** start Raw data **
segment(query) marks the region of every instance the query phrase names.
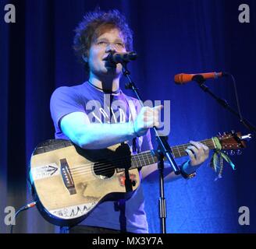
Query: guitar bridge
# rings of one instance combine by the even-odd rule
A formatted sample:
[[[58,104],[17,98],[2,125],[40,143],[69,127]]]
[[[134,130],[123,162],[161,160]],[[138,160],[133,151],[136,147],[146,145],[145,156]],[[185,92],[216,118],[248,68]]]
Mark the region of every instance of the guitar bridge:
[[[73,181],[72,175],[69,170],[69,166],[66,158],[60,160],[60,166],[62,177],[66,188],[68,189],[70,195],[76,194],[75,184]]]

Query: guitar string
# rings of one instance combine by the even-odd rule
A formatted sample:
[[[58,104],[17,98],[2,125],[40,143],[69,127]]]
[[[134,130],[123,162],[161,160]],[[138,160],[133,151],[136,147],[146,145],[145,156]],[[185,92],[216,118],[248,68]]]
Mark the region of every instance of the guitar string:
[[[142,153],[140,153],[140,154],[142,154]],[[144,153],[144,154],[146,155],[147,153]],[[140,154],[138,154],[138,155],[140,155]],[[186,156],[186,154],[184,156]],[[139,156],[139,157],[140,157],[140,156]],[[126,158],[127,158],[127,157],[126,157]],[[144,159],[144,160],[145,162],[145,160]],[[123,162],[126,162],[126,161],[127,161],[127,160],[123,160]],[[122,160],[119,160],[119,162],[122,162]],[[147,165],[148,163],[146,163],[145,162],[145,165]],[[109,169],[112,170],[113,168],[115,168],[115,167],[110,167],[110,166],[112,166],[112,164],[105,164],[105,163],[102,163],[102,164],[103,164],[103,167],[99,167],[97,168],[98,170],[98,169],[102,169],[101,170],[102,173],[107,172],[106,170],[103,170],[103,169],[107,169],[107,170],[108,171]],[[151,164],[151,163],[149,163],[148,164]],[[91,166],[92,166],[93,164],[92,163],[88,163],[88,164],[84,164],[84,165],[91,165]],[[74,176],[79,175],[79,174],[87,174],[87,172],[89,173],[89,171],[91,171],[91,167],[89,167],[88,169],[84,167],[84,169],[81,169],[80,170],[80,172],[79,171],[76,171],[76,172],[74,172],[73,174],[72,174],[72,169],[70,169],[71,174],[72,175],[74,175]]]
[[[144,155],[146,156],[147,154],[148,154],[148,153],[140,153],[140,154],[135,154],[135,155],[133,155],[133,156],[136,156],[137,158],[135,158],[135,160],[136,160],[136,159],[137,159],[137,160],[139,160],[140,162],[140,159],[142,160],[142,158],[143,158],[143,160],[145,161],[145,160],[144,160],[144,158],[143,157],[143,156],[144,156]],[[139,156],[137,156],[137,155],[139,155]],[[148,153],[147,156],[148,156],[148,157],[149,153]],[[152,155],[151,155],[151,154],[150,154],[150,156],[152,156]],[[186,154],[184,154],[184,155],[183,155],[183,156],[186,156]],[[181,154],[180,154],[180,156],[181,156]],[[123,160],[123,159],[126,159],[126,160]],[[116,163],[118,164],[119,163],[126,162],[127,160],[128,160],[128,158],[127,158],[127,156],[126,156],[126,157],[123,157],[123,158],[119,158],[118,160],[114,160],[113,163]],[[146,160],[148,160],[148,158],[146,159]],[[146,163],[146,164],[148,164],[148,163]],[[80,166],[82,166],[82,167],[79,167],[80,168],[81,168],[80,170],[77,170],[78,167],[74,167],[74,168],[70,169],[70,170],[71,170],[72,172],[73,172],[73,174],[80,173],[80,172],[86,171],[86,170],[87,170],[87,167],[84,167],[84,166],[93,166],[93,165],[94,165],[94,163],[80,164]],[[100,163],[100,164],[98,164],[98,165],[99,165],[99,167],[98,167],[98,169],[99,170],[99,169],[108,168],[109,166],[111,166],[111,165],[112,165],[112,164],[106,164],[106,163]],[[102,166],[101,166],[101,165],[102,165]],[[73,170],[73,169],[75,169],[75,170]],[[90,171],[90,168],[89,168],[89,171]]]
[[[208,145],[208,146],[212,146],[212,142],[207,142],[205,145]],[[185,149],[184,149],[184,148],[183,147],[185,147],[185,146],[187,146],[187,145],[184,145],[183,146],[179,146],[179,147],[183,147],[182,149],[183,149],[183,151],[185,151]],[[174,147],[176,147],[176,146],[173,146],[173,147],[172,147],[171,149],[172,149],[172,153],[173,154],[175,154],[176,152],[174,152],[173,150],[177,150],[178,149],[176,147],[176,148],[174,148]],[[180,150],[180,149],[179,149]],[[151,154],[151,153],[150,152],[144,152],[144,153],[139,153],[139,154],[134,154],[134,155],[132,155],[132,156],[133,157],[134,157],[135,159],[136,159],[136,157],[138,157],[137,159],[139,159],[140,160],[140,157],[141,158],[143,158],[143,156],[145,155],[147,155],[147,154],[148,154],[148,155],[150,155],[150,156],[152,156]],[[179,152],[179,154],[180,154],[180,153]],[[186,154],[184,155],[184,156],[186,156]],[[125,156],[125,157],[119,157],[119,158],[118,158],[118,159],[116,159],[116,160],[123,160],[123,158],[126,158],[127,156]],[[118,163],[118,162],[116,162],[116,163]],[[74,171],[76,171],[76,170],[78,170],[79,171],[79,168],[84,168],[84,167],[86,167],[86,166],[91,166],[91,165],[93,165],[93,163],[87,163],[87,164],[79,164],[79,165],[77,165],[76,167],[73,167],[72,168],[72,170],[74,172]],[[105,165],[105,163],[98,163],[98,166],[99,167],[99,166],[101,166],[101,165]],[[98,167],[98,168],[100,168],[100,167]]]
** end Raw data **
** start Raw data **
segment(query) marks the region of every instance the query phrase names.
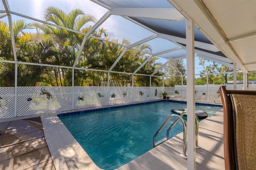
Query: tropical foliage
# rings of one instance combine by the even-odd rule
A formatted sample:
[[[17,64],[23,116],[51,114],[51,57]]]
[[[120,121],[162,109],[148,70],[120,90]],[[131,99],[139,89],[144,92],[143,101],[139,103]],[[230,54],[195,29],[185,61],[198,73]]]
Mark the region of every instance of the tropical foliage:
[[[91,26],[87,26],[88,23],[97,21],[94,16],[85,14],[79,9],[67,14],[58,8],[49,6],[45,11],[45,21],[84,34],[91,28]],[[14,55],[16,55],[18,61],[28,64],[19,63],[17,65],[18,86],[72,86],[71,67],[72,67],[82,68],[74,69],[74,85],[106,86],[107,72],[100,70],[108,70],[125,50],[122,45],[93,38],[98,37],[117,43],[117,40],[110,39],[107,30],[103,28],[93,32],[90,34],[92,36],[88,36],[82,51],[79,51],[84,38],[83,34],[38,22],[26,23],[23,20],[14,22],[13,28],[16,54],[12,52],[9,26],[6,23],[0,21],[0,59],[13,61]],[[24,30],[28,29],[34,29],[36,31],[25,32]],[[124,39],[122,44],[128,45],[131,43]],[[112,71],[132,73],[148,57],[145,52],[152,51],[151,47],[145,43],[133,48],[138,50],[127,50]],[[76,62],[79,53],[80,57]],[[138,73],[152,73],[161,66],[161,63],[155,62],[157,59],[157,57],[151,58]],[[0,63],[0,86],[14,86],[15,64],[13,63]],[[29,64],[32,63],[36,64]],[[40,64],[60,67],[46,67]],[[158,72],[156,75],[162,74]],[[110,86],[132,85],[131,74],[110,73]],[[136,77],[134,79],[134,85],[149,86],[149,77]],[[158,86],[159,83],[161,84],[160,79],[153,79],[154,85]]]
** end Raw data **
◆ Work to complete ◆
Find every line of the data above that contains the string "bridge", matching case exactly, and copy each of those lines.

◆ Result of the task ◆
Query: guitar bridge
Mark the region of every instance of the guitar bridge:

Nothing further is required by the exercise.